• EXCERPT TO READ:
* * *
The city has a river ferry and many bridges. The Anderson Ferry has been in continuous operation since 1817.
Cincinnati's major bridges include:
- The Newport Southbank Bridge (a.k.a. the Purple People Bridge because of its status as a pedestrian-only bridge as well as its color)
- The John A. Roebling Suspension Bridge Opened in 1866, this bridge was the prototype for the Brooklyn Bridge, also designed by Roebling.
- The Daniel Carter Beard Bridge (a.k.a. the Big Mac bridge for its yellow arches, reminiscent of the McDonald's logo) carries I-471 and connects Cincinnati with Newport, Kentucky
- The Brent Spence Bridge A double-decker truss bridge carrying I-71/75 connecting Cincinnati with Covington, Kentucky
- The Clay Wade Bailey Bridge
- The Taylor-Southgate Bridge
- The Combs-Hehl Bridge a twin-span truss, part of the I-275 loop and commonly called "The 275 Bridge", it travels through Fort Thomas, Kentucky and connects to the neighborhood of California, the easternmost neighborhood in the city limits.

==Airports==
Cincinnati/Northern Kentucky International Airport (IATA: CVG) is the major international airport serving the metropolitan area and is located across the river in Hebron, Kentucky. CVG stands for Covington, the nearest and largest city by the airport when it was built. Although CVG serves Cincinnati, many people do not know it is actually located in Kentucky. The airport is focus city for Allegiant Air. The airport also serves as a global cargo super-hub for DHL Express, and is the 40th busiest airport in the world with cargo operations included. The city has three other airports; Lunken Airport, a municipal airfield used for smaller business jets and private planes; the Butler County Regional Airport, located between Fairfield and Hamilton, which ranks just behind Lunken in business jets and has the largest private aircraft capacity of the Cincinnati area; Cincinnati West Airport, a smaller airport located in Harrison, Ohio.

CVG Airport, along with the two other regional international airports, Dayton International Airport 78 mi north, and John Glenn Columbus International Airport 128 mi northeast, form an important regional transportation network. Combined, they anchor the corners of a triangular region that serves about 50% of the population of Ohio and about 10% of Kentucky. The region encompasses over 6000 sqmi with about 50% available for development.

==Commerce==
According to Forbes Magazine, Cincinnatians spend 20% of their income on transit, which makes the city the sixth most expensive city for commuting in the United States. As of 2003, the port of Cincinnati is ranked 5th by trip ton-miles for an inland port.

Several freight railroads service Cincinnati, the largest being CSX Transportation which operates a railroad yard west of Interstate 75. Other railroads include Norfolk Southern, which operates a large intermodal yard in the west end neighborhood of Queensgate and the Indiana & Ohio Railroad which operates several small predecessor yards throughout the city.
* * *
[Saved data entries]
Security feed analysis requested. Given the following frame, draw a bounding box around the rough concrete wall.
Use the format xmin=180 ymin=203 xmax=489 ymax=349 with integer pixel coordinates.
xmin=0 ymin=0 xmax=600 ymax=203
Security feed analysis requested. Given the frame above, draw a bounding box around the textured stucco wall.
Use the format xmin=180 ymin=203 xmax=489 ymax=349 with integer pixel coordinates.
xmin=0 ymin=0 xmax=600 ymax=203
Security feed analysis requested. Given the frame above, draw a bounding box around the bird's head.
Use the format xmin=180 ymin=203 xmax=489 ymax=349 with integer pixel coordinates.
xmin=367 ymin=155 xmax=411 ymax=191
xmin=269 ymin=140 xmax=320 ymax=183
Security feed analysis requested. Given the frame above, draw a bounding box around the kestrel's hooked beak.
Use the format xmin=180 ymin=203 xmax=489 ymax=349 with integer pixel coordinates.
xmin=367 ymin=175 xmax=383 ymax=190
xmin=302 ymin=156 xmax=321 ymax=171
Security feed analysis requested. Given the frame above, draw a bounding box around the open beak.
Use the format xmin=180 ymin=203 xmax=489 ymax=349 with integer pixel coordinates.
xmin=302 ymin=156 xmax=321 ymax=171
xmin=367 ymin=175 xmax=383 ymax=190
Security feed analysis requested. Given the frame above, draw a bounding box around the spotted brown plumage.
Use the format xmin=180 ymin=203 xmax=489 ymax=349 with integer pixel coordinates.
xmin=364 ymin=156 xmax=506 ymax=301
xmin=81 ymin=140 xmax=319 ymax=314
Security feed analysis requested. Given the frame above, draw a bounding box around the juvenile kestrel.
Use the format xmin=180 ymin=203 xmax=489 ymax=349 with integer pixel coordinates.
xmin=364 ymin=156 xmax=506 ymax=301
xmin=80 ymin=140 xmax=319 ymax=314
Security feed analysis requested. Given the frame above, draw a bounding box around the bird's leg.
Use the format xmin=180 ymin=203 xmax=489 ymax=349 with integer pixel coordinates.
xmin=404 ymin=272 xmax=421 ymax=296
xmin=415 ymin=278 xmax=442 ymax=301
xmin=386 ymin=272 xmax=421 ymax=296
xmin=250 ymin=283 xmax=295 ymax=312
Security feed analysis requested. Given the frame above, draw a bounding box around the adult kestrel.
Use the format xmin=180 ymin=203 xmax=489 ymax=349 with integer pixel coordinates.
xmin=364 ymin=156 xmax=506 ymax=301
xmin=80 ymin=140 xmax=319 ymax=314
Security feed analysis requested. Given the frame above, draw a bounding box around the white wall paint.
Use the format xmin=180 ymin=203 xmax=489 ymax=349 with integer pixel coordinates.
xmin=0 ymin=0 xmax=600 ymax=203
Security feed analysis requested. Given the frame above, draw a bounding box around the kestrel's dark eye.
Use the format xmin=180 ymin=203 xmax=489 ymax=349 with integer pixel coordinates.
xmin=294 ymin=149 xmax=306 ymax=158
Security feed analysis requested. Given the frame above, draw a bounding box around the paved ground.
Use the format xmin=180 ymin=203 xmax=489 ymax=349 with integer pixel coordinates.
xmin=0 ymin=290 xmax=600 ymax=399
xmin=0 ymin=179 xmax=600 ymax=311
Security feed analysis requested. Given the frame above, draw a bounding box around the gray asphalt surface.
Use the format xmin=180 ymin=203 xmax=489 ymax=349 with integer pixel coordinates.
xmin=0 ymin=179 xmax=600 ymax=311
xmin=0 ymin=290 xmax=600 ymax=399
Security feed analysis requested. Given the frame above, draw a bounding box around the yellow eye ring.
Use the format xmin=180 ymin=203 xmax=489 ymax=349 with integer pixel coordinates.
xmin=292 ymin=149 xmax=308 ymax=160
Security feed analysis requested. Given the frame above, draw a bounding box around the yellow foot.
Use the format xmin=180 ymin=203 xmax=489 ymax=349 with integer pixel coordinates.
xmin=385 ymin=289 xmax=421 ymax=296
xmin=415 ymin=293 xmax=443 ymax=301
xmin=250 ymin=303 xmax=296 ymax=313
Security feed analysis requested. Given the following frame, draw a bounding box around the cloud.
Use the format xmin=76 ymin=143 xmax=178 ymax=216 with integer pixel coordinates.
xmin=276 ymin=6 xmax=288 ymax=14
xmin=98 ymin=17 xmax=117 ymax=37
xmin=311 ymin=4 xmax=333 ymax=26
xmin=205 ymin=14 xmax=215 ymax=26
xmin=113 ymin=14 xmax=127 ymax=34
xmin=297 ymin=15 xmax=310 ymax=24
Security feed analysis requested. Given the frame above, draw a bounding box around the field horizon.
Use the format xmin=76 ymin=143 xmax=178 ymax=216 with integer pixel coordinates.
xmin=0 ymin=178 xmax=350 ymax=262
* * *
• YOUR ASSIGNMENT:
Answer the following questions from the excerpt on Cincinnati transportation.
1. Since what year has the Anderson Ferry been in continuous operation?
2. What does CVG stand for?
3. According to Forbes Magazine, what percentage of their income do Cincinnatians spend on transit?

• TASK OUTPUT:
1. 1817
2. Covington
3. 20%